##### Supplied text #####

I'm currently reading Vin's book, Send in the Waco Killers.  I'm pretty new to his ideas, but I like what I've read so far.  Vin reminds me a bit of Boston T Party (who I like tremendously).  Nonetheless, I believe that libertarian ideals can be taken a bit too far, as demonstrated by the Texan who recently killed a police officer over a seatbelt citation.  Seatbelt laws are indeed tyrannical and represent a superb example of an overbearing nanny state - but killing over them is just plain foolish (I have relatives in law enforcement who insist on enforcing them, much to my dismay - especially since some sincerely believe wearing a seatbelt is dangerous).

##### Material #####

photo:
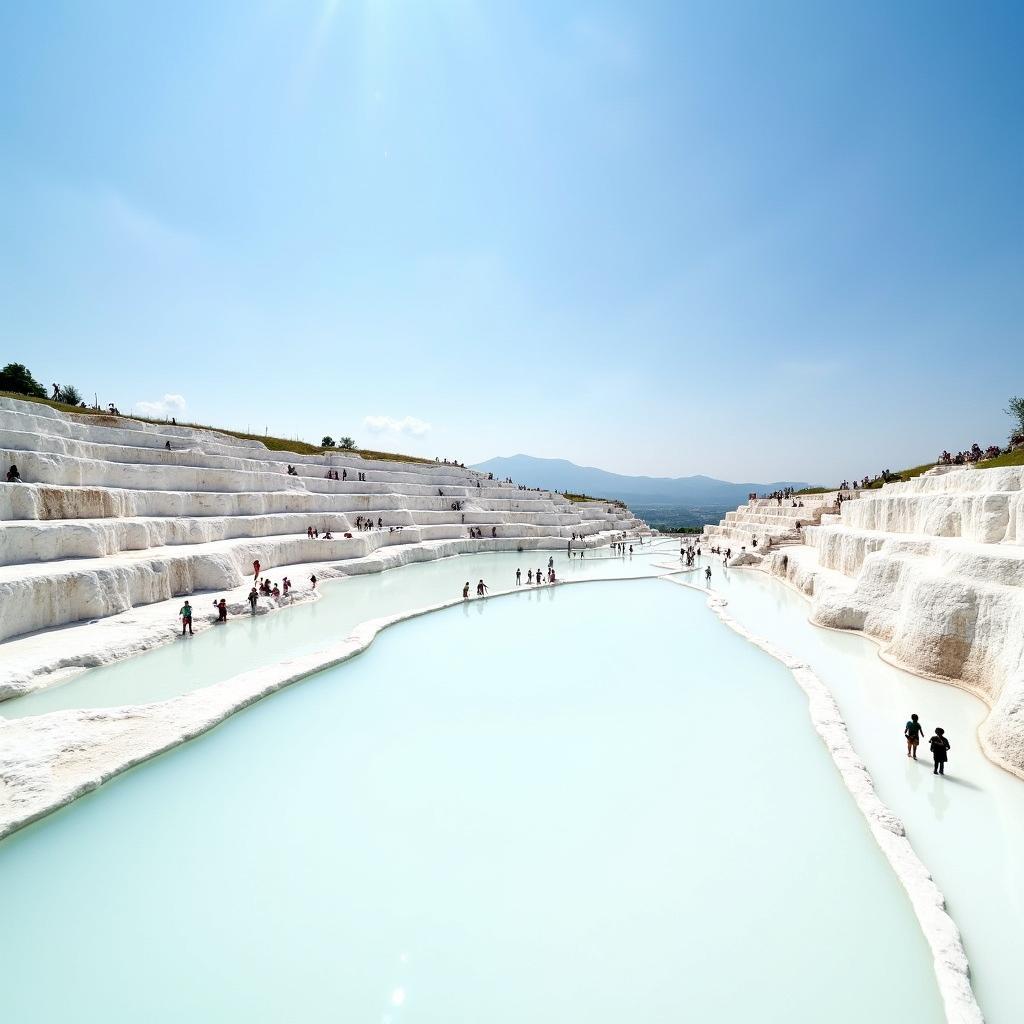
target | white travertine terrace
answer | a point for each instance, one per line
(110, 521)
(768, 522)
(933, 569)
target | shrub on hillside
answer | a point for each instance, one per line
(1015, 410)
(16, 377)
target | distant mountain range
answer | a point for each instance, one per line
(558, 474)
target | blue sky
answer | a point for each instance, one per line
(750, 240)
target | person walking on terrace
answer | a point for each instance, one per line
(912, 731)
(940, 749)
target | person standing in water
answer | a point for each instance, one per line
(912, 731)
(940, 747)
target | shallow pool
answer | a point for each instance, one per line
(219, 653)
(582, 804)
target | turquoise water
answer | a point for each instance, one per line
(582, 804)
(968, 827)
(218, 653)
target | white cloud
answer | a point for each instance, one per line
(386, 424)
(170, 404)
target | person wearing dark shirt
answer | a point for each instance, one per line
(912, 731)
(940, 748)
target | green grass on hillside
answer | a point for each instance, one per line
(587, 498)
(1010, 459)
(274, 443)
(903, 474)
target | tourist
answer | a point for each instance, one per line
(912, 731)
(940, 747)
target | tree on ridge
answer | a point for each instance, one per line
(1016, 411)
(17, 378)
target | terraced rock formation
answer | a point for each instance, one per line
(933, 569)
(116, 514)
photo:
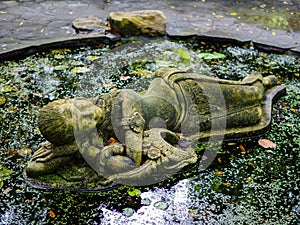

#####

[What you need to do]
[1] In the post about libertarian ideals, which book does the writer say they are currently reading?
[2] Continue the post about libertarian ideals and seatbelt laws from where it stops.

[Responses by task]
[1] Send in the Waco Killers.

[2]
However, in the cases of Carl Drega (based on what I've read about him) and David Koresh, I'm more inclined to believe these folks truly had cause to fight back.  When the state believes it can persecute folks simply for being different from the ideal subjects citizens (i.e., for building bunkers on their property, accumulating "evil black rifles," having more than one spouse, etc.), that's when the state deserves what it gets.  I really like Vin's idea that anyone who speaks out for the freedoms of minorities, homosexuals, the homeless, Guantanamo inmates, etc. without also defending the freedoms of gun owners, banned substance users, property owners, seatbelt shirkers, or any other innocent person on the fringes of society, is a total hypocrite.  If we hadn't allowed our government to bypass/ignore the checks and balances our founding fathers initially designed, I really don't think we'd be having this discussion.